__Task to complete__: Please give the number of lines in the entries below that hold "patterned", with no other words.

__Input material__:
Content starts

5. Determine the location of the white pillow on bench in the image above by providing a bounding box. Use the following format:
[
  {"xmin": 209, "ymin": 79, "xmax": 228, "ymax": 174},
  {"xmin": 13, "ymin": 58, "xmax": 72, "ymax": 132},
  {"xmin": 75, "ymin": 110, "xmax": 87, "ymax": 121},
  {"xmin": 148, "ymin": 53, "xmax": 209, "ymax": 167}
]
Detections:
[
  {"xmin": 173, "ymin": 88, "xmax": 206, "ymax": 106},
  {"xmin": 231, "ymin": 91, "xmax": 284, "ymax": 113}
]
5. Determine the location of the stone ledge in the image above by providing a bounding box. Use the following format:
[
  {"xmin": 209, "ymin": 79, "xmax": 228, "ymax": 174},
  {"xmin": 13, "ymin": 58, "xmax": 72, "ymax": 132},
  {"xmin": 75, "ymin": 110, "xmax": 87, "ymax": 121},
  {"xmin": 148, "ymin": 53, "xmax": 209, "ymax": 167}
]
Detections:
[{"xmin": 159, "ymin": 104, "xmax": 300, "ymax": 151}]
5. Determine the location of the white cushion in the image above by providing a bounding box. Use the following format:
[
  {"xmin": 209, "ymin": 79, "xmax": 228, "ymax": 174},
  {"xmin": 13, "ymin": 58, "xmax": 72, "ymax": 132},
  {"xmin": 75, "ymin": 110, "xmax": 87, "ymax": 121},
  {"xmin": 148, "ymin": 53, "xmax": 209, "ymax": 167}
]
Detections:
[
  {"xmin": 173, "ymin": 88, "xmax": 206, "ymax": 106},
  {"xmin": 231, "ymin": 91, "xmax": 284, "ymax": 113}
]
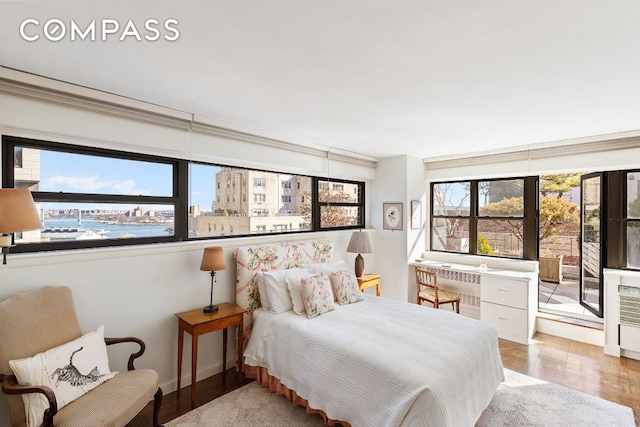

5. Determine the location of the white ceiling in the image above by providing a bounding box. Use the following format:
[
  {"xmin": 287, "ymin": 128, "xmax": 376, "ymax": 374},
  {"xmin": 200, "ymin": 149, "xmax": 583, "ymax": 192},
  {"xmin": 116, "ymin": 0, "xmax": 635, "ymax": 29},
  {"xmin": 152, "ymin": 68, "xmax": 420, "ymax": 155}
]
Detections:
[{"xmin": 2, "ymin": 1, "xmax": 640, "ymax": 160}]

Content ends
Content starts

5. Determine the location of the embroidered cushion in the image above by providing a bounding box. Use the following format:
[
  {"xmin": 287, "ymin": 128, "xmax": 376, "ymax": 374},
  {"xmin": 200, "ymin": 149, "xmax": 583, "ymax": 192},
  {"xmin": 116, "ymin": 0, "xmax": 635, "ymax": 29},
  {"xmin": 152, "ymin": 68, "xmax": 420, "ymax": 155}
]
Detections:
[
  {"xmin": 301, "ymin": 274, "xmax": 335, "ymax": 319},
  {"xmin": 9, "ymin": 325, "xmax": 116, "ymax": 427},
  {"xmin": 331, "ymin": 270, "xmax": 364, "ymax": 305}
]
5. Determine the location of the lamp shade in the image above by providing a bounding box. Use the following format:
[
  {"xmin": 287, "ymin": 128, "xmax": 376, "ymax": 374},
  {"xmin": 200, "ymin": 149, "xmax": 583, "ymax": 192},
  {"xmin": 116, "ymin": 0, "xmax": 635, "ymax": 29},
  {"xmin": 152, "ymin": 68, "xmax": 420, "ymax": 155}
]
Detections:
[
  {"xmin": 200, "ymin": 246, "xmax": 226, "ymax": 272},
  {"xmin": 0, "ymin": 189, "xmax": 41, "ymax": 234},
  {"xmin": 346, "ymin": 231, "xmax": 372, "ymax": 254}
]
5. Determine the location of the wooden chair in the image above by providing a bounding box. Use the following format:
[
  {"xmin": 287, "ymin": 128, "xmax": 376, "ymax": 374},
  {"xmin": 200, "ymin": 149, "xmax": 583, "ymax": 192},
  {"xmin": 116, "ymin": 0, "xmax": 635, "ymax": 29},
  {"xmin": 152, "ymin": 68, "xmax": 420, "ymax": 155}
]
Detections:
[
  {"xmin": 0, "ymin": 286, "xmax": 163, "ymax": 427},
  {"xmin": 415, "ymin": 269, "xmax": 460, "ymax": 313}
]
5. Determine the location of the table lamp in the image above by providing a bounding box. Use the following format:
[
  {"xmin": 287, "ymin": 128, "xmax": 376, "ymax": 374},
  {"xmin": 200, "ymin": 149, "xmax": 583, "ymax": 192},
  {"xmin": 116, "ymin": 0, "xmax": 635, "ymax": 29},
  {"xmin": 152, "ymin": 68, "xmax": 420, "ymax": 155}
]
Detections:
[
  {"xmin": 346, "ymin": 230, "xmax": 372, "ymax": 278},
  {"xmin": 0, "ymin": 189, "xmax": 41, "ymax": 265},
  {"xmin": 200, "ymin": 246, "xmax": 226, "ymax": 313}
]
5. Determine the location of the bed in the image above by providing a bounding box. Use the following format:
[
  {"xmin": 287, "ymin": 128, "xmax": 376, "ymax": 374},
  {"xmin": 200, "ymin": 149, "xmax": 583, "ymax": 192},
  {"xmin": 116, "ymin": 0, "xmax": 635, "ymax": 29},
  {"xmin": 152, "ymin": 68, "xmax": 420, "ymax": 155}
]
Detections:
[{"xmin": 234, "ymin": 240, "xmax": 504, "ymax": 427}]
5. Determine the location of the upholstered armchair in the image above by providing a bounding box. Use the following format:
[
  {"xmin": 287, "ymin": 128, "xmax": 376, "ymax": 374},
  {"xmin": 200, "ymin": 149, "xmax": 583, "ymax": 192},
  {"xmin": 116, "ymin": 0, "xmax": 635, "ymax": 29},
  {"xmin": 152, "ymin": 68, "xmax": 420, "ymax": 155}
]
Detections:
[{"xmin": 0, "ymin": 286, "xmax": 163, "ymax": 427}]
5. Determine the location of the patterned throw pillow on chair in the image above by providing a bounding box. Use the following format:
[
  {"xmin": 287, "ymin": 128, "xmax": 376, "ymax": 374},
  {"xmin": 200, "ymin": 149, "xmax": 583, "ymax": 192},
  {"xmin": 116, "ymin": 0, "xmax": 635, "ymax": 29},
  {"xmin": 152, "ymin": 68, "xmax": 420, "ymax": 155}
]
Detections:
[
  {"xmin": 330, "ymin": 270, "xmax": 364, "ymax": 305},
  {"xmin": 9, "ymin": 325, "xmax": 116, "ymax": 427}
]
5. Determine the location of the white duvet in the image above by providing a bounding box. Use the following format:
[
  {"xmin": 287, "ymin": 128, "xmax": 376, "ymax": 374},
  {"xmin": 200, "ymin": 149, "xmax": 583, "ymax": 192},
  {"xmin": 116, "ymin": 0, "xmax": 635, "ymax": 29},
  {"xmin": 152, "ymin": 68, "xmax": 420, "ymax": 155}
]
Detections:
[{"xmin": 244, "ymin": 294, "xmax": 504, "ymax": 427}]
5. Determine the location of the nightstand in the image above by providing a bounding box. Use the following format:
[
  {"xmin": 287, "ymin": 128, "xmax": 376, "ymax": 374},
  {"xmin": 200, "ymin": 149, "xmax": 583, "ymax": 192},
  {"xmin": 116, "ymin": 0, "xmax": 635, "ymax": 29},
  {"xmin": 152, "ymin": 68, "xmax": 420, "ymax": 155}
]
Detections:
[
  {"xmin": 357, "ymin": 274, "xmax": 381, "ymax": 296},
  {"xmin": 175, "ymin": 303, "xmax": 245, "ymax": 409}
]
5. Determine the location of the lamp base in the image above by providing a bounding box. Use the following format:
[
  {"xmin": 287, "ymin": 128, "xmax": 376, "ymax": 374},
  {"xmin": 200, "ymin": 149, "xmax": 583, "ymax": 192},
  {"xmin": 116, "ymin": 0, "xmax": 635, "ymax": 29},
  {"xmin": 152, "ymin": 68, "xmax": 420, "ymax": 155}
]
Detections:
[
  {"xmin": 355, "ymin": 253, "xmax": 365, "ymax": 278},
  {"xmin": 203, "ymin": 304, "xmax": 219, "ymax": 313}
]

Content ends
Content starts

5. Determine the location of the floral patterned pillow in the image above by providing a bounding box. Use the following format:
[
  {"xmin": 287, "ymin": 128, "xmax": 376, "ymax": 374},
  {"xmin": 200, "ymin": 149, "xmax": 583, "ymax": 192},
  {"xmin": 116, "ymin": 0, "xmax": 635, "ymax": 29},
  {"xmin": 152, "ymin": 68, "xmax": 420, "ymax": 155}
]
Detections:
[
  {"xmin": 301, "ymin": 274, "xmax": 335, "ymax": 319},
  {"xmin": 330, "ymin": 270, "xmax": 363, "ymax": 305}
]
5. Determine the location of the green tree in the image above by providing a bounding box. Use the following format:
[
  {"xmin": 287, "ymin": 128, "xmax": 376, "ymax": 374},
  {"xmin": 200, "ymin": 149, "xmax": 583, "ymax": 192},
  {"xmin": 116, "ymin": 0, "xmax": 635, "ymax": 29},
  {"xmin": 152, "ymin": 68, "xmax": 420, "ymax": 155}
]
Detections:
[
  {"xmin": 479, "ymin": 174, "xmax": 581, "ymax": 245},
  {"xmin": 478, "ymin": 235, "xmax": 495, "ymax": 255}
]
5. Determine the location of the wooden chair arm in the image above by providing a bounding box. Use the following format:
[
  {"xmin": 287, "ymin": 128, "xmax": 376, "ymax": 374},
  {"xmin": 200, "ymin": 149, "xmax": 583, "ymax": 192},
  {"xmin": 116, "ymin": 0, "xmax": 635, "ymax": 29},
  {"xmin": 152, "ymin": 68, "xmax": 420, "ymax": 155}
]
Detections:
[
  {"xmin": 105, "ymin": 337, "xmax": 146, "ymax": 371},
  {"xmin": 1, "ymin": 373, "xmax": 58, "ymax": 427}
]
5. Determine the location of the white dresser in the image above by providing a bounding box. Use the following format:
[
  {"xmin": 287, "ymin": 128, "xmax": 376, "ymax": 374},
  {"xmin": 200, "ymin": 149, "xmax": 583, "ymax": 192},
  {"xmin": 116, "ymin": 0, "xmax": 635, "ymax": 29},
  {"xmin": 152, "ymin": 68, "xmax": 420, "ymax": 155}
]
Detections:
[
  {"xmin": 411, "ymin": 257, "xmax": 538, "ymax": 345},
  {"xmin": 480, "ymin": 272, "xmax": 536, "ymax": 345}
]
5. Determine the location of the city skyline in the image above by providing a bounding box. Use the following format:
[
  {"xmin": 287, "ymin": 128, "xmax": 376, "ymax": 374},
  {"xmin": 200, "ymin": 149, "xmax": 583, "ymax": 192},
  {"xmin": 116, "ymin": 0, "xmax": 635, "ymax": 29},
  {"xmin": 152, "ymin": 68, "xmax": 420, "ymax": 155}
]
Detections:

Content ends

__Output for this task__: 2